Vu la procédure suivante :
Procédure contentieuse antérieure :
Mme C... D...épouse A...a demandé au tribunal administratif de Bordeaux d'annuler l'arrêté du 21 mars 2016 par lequel le préfet de la Gironde a refusé de lui délivrer un titre de séjour, lui a fait obligation de quitter le territoire français dans le délai de trente jours et a fixé le pays de renvoi.
Par un jugement n° 1601759 du 21 juin 2016, le tribunal administratif de Bordeaux a rejeté sa demande.
Procédure devant la cour :
Par une requête, enregistrée le 12 octobre 2016, Mme A..., représentée par Me B..., demande à la cour :
1°) d'annuler ce jugement du tribunal administratif de Bordeaux en date du 21 juin 2016 ;
2°) de lui accorder l'aide juridictionnelle provisoire ;
3°) d'annuler l'arrêté du préfet de la Gironde en date du 21 mars 2016 ;
4°) d'enjoindre au préfet de la Gironde, à titre principal, de lui délivrer un titre de séjour dans le délai d'un mois à compter de la notification de l'arrêt à intervenir et sous astreinte de 100 euros par jour de retard ou, à titre subsidiaire, de procéder au réexamen de sa situation ;
5°) de mettre à la charge de l'Etat la somme de 1 800 euros à verser à son conseil en application de l'article L. 761-1 du code de justice administrative et de l'article 37 de la loi du 10 juillet 1991.
#####
**Consigne 1**
Relevez toutes les dates distinctes citées dans l'extrait, en ne mentionnant chacune qu'une seule fois.
**Consigne 2**
Reproduisez fidèlement le passage de l'extrait qui va de « Vu la procédure » jusqu'à « rejeté sa demande. ».

**Matériel**
#####
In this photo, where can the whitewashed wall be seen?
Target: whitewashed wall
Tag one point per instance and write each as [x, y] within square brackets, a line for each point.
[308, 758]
#####
**Réponse complète 1**
21 mars 2016 ; 21 juin 2016 ; 12 octobre 2016 ; 10 juillet 1991.

**Réponse complète 2**
Vu la procédure suivante :
Procédure contentieuse antérieure :
Mme C... D...épouse A...a demandé au tribunal administratif de Bordeaux d'annuler l'arrêté du 21 mars 2016 par lequel le préfet de la Gironde a refusé de lui délivrer un titre de séjour, lui a fait obligation de quitter le territoire français dans le délai de trente jours et a fixé le pays de renvoi.
Par un jugement n° 1601759 du 21 juin 2016, le tribunal administratif de Bordeaux a rejeté sa demande.